[INSTRUCTIONS TO FOLLOW]: Using the listing below, select the lines with the word "texture" and copy them.

[DATA FOR ANALYSIS]:
____

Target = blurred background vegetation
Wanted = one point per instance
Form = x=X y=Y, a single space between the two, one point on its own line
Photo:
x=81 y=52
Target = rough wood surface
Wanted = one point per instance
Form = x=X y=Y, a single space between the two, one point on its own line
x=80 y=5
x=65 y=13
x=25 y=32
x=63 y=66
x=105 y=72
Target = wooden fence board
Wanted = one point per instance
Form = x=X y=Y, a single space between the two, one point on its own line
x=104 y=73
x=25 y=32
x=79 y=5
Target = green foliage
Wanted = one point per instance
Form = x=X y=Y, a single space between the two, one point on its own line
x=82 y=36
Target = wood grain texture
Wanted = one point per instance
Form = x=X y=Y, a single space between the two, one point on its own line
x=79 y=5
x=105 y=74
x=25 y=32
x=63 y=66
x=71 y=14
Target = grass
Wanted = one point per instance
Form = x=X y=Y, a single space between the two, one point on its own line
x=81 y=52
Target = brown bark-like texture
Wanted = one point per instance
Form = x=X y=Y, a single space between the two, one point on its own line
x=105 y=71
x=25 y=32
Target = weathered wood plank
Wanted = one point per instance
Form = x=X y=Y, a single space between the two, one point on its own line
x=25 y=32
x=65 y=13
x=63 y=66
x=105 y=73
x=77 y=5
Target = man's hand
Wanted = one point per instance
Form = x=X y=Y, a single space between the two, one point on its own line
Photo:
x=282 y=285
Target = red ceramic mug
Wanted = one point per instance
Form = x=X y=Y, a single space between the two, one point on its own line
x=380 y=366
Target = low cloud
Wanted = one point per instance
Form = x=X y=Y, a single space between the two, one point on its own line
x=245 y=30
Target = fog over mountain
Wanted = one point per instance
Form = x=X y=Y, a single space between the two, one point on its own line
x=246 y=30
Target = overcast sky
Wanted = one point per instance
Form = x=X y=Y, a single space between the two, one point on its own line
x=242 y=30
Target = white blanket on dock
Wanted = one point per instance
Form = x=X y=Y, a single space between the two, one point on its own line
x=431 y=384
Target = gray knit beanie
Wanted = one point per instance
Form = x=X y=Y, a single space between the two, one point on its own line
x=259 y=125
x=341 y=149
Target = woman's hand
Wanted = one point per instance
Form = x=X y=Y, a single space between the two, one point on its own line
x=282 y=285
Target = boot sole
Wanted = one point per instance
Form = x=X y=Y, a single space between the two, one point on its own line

____

[RESPONSE TO THIS TASK]:
Target = wood grain texture
Target = brown bark-like texture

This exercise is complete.